• What you will do:
From the line holding "the frost covered" to the final line of the entries, set down each line exactly, including both, and nothing more.

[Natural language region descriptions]
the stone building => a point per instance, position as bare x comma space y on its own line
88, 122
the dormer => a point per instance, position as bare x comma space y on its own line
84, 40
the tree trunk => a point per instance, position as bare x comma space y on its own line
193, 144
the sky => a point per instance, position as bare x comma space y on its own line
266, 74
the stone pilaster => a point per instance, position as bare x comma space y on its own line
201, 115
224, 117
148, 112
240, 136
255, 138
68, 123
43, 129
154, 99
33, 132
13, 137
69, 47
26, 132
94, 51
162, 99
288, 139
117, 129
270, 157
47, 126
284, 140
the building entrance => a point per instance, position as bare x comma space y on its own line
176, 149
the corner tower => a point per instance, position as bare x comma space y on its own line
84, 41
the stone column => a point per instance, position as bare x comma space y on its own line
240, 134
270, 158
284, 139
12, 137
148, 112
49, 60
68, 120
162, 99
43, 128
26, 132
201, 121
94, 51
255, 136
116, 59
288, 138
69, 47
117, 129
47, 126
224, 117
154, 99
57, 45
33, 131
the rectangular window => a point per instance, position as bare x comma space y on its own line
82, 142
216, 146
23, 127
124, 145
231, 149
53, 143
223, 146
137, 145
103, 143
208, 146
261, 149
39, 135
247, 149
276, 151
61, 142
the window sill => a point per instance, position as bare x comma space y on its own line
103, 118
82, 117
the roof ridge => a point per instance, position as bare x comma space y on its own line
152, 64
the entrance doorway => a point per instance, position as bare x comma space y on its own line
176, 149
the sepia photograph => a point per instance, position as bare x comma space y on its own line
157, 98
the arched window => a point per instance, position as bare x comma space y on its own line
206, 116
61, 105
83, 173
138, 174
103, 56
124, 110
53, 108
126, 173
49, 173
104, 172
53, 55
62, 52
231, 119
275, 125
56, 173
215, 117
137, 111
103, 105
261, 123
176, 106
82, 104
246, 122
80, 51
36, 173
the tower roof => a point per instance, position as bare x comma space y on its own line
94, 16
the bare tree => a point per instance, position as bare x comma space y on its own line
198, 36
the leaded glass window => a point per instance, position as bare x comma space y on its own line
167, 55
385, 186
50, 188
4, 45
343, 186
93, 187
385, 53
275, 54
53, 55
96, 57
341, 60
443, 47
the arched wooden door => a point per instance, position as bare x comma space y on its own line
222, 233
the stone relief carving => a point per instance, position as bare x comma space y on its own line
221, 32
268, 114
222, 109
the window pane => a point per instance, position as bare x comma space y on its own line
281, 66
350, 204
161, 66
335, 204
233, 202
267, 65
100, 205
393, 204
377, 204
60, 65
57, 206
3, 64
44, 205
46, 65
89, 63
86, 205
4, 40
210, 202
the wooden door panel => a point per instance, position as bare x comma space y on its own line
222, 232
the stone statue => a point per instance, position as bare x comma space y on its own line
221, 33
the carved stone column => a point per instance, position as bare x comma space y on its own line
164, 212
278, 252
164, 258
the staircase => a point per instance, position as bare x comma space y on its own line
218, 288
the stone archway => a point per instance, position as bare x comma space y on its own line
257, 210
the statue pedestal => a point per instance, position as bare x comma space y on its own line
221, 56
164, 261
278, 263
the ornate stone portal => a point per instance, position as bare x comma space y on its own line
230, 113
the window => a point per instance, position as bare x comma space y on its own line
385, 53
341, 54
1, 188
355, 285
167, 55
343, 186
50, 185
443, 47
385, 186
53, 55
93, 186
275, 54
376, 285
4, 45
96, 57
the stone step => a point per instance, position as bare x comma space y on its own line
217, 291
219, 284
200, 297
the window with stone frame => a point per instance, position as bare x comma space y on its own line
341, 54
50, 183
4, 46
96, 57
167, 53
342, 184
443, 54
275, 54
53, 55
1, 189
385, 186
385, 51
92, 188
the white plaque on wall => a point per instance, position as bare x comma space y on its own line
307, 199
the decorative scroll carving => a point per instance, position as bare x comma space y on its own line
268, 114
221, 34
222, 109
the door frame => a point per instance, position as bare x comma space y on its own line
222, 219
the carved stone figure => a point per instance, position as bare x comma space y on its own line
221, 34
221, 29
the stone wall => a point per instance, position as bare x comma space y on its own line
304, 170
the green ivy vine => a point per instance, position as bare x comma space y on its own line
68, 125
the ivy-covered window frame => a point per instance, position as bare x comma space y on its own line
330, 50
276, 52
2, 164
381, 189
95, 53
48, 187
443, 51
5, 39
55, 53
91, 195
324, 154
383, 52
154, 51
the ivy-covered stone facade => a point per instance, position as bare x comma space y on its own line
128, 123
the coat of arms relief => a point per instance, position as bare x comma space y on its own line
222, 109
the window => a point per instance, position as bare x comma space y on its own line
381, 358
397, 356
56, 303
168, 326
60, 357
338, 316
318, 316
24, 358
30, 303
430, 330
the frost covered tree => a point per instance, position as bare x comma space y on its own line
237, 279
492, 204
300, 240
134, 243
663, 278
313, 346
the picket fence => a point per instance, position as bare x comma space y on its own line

• Task answer:
the frost covered tree => a point per instance, position as bare x comma space y on its own line
237, 279
492, 204
300, 240
134, 243
663, 278
313, 346
the picket fence => a point per instance, position as bare x comma space y on its own line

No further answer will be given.